• [Dataset content]:

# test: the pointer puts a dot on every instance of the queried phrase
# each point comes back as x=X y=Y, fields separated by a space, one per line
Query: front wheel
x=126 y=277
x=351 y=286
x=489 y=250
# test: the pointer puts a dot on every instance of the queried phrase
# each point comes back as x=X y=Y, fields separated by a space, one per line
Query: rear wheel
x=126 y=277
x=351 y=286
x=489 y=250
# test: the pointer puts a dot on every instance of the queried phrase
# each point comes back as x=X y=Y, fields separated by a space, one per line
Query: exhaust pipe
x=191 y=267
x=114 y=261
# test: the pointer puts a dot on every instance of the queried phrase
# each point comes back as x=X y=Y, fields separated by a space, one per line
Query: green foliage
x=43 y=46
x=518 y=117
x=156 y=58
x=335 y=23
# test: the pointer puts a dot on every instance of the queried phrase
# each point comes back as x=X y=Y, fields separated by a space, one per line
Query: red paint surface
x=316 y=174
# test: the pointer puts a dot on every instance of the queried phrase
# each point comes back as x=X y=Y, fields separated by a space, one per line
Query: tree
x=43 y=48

• [Work to be completed]: Return the records in their entirety. Keep every character as it is.

• [Task answer]:
# test: the pointer puts a dot on every instance of the queried phrase
# each point comes back as x=X y=Y, fields separated by a space, one per line
Query: front wheel
x=126 y=277
x=351 y=286
x=489 y=250
# test: the pointer puts a dot on every instance of the queried phrase
# each point comes back as x=X y=Y, fields separated by a space, one per line
Query: rear wheel
x=126 y=277
x=351 y=286
x=489 y=250
# test: the pointer puts a dot on every instance of the queried phrase
# each point comes back as x=X y=Y, fields separated by a space, one per line
Query: exhaust pipe
x=191 y=267
x=114 y=261
# test: the pointer puts a dot on every instance of the queried phrase
# each point comes back as x=X y=Y, fields separated by a space, one per line
Query: green foliage
x=43 y=46
x=518 y=117
x=156 y=58
x=335 y=23
# test: the pointer puts a dot on every instance of the queried phrase
# each point comes back as x=X y=Y, fields separated by a space, one per line
Query: red paint surface
x=316 y=174
# test: the pointer puts a dot on every instance of the queried phrase
# each point comes back as x=X y=Y, fields separated by a space, one per line
Query: tree
x=43 y=48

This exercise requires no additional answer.